> Records:
──────

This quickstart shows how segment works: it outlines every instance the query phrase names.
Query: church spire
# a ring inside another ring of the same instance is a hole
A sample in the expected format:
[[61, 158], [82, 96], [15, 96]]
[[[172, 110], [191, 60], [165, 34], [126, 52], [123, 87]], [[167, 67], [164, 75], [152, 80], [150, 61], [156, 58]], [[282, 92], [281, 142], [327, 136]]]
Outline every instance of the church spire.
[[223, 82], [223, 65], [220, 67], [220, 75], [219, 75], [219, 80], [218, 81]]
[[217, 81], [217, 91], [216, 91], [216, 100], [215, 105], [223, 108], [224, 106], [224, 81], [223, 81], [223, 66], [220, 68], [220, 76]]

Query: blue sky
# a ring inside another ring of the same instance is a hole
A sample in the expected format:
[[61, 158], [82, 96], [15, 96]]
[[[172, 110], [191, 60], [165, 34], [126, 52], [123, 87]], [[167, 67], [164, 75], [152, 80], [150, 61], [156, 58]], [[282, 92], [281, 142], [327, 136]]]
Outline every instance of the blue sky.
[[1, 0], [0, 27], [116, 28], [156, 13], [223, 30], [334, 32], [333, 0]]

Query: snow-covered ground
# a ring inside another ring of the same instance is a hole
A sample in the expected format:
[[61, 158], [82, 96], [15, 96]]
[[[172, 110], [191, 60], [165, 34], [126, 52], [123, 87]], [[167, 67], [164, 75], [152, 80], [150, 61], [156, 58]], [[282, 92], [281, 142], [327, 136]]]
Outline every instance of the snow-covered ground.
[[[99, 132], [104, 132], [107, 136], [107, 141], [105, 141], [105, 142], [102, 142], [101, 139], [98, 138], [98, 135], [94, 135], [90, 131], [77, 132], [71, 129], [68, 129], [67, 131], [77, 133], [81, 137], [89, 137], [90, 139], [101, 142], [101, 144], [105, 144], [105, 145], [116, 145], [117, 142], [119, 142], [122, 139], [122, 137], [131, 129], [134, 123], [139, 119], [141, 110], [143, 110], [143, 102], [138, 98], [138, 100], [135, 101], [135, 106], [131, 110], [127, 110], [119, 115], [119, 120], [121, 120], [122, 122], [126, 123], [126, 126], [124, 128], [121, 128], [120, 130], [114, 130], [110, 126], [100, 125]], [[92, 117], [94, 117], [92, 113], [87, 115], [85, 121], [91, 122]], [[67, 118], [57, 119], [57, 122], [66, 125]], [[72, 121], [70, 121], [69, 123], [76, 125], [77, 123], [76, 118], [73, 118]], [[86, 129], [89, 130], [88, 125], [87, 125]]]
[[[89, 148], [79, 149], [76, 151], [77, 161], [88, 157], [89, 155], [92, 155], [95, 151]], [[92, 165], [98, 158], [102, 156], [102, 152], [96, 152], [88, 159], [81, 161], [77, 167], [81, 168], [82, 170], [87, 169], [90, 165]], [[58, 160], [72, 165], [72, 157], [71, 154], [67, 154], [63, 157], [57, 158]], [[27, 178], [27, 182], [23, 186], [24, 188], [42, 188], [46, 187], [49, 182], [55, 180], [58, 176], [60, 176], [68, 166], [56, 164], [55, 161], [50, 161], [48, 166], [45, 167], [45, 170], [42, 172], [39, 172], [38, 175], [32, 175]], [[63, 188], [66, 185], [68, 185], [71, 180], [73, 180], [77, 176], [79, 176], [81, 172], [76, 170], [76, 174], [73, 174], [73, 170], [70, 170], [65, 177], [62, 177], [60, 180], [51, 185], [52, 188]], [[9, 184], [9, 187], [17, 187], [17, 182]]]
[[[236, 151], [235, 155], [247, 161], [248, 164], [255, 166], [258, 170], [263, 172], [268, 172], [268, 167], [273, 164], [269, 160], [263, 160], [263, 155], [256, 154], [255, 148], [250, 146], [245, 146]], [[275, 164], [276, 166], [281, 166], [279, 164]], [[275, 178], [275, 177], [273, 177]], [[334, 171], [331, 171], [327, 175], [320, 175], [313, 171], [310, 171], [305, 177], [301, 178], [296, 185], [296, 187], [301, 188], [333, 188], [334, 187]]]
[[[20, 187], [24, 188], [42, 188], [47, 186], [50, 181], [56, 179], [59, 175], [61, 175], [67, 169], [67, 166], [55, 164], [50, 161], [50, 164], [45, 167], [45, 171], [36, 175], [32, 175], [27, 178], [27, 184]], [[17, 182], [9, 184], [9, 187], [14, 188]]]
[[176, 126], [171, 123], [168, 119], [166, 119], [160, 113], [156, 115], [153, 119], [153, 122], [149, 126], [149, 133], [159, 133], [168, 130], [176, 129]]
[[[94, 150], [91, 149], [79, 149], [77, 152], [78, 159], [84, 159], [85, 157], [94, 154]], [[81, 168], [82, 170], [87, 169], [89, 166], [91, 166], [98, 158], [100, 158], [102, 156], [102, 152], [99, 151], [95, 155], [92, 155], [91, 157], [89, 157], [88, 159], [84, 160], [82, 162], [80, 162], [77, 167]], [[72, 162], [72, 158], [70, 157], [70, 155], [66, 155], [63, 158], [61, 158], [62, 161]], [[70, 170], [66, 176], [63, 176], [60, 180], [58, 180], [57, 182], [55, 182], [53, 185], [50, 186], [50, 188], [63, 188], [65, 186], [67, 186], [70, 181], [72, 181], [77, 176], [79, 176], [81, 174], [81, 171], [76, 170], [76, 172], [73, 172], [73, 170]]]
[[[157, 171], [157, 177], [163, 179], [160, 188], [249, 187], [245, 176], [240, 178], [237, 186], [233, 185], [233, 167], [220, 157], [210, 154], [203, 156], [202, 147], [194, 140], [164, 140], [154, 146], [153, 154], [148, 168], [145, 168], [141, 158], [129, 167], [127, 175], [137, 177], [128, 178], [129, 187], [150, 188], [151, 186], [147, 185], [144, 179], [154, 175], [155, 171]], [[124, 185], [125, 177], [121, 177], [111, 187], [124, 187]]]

──────

> Task prompt:
Copy every line above word for word, changing nothing.

> Exercise result:
This quickstart shows how segment works: it outlines every instance the query phrase names.
Query: church spire
# a ring inside another ring of the same instance is a hole
A sample in the expected format:
[[61, 158], [82, 96], [15, 96]]
[[[172, 110], [191, 60], [165, 34], [126, 52], [123, 87]], [[167, 67], [164, 75], [152, 80], [150, 61], [156, 58]], [[282, 92], [281, 142], [327, 136]]]
Outline every instance of the church spire.
[[223, 82], [223, 65], [220, 67], [220, 75], [219, 75], [219, 80], [218, 81]]
[[217, 81], [217, 91], [216, 91], [216, 100], [215, 105], [223, 108], [224, 106], [224, 81], [223, 81], [223, 66], [220, 68], [220, 76]]

Query: blue sky
# a ring inside another ring of the same instance is a hole
A sample in the expected format:
[[61, 158], [82, 96], [15, 96]]
[[[172, 110], [191, 60], [165, 34], [126, 52], [123, 87]], [[167, 67], [164, 75], [152, 80], [150, 61], [156, 58]], [[282, 92], [281, 142], [327, 136]]]
Outline every instance of the blue sky.
[[1, 0], [0, 27], [116, 28], [156, 13], [223, 30], [334, 32], [333, 0]]

Query: snow-covered ground
# a ring inside another ring of the same instance is a hole
A sample in the expected format:
[[61, 158], [82, 96], [15, 96]]
[[[172, 110], [191, 60], [165, 34], [126, 52], [123, 87]], [[167, 67], [164, 75], [152, 80], [150, 61], [156, 58]], [[282, 92], [281, 142], [327, 136]]]
Outline every instance of the snow-covered ground.
[[[99, 132], [104, 132], [107, 136], [107, 141], [105, 141], [105, 142], [102, 142], [101, 139], [98, 138], [98, 135], [94, 135], [90, 131], [77, 132], [71, 129], [68, 129], [67, 131], [77, 133], [81, 137], [89, 137], [90, 139], [101, 142], [101, 144], [105, 144], [105, 145], [116, 145], [117, 142], [119, 142], [122, 139], [122, 137], [131, 129], [134, 123], [139, 119], [141, 110], [143, 110], [143, 102], [138, 98], [138, 100], [135, 101], [135, 106], [131, 110], [127, 110], [119, 115], [119, 120], [121, 120], [122, 122], [126, 123], [126, 126], [124, 128], [121, 128], [120, 130], [114, 130], [110, 126], [100, 125]], [[92, 117], [94, 117], [92, 113], [87, 115], [85, 121], [91, 122]], [[67, 118], [57, 119], [57, 122], [66, 125]], [[72, 121], [70, 121], [69, 123], [76, 125], [77, 123], [76, 118], [73, 118]], [[86, 129], [89, 130], [88, 125], [87, 125]]]
[[[89, 148], [79, 149], [76, 151], [77, 161], [88, 157], [89, 155], [92, 155], [95, 151]], [[92, 165], [98, 158], [102, 156], [102, 152], [96, 152], [88, 159], [81, 161], [77, 167], [81, 168], [82, 170], [87, 169], [90, 165]], [[58, 160], [72, 165], [72, 157], [71, 154], [67, 154], [63, 157], [57, 158]], [[27, 178], [27, 182], [23, 186], [24, 188], [42, 188], [46, 187], [49, 182], [55, 180], [58, 176], [60, 176], [68, 166], [56, 164], [55, 161], [50, 161], [48, 166], [45, 167], [45, 170], [42, 172], [39, 172], [38, 175], [32, 175]], [[63, 188], [66, 185], [68, 185], [71, 180], [73, 180], [77, 176], [79, 176], [81, 172], [76, 170], [76, 174], [73, 174], [73, 170], [70, 170], [65, 177], [62, 177], [60, 180], [51, 185], [52, 188]], [[9, 184], [9, 187], [17, 187], [17, 182]]]
[[[236, 151], [235, 155], [247, 161], [248, 164], [255, 166], [258, 170], [263, 172], [268, 172], [268, 167], [273, 164], [269, 160], [263, 160], [263, 155], [256, 154], [255, 148], [250, 146], [245, 146]], [[275, 164], [276, 166], [281, 166], [279, 164]], [[275, 178], [275, 177], [273, 177]], [[334, 171], [331, 171], [327, 175], [320, 175], [313, 171], [310, 171], [305, 177], [301, 178], [296, 185], [296, 187], [301, 188], [333, 188], [334, 187]]]
[[[20, 187], [24, 188], [42, 188], [47, 186], [50, 181], [56, 179], [59, 175], [61, 175], [67, 169], [67, 166], [55, 164], [50, 161], [50, 164], [45, 167], [45, 171], [36, 175], [32, 175], [27, 178], [27, 184]], [[17, 182], [9, 184], [9, 187], [14, 188]]]
[[176, 126], [171, 123], [168, 119], [166, 119], [160, 113], [156, 115], [153, 119], [153, 122], [149, 126], [149, 133], [159, 133], [168, 130], [176, 129]]
[[[94, 150], [91, 149], [79, 149], [77, 152], [78, 159], [84, 159], [85, 157], [94, 154]], [[81, 168], [82, 170], [87, 169], [89, 166], [91, 166], [98, 158], [100, 158], [102, 156], [102, 152], [99, 151], [95, 155], [92, 155], [91, 157], [89, 157], [88, 159], [84, 160], [82, 162], [80, 162], [77, 167]], [[72, 162], [72, 158], [70, 157], [70, 155], [66, 155], [63, 158], [61, 158], [62, 161]], [[70, 170], [66, 176], [63, 176], [60, 180], [58, 180], [57, 182], [55, 182], [53, 185], [50, 186], [50, 188], [63, 188], [65, 186], [67, 186], [70, 181], [72, 181], [77, 176], [79, 176], [81, 174], [81, 171], [76, 170], [76, 172], [73, 172], [73, 170]]]
[[[157, 171], [157, 177], [163, 179], [160, 188], [249, 187], [245, 176], [240, 178], [237, 186], [233, 185], [233, 167], [220, 157], [210, 154], [203, 156], [202, 147], [194, 140], [164, 140], [154, 146], [153, 154], [148, 168], [145, 168], [141, 158], [129, 167], [127, 175], [137, 177], [128, 178], [129, 187], [150, 188], [151, 186], [147, 185], [144, 179], [154, 175], [155, 171]], [[124, 185], [125, 177], [121, 177], [111, 187], [124, 187]]]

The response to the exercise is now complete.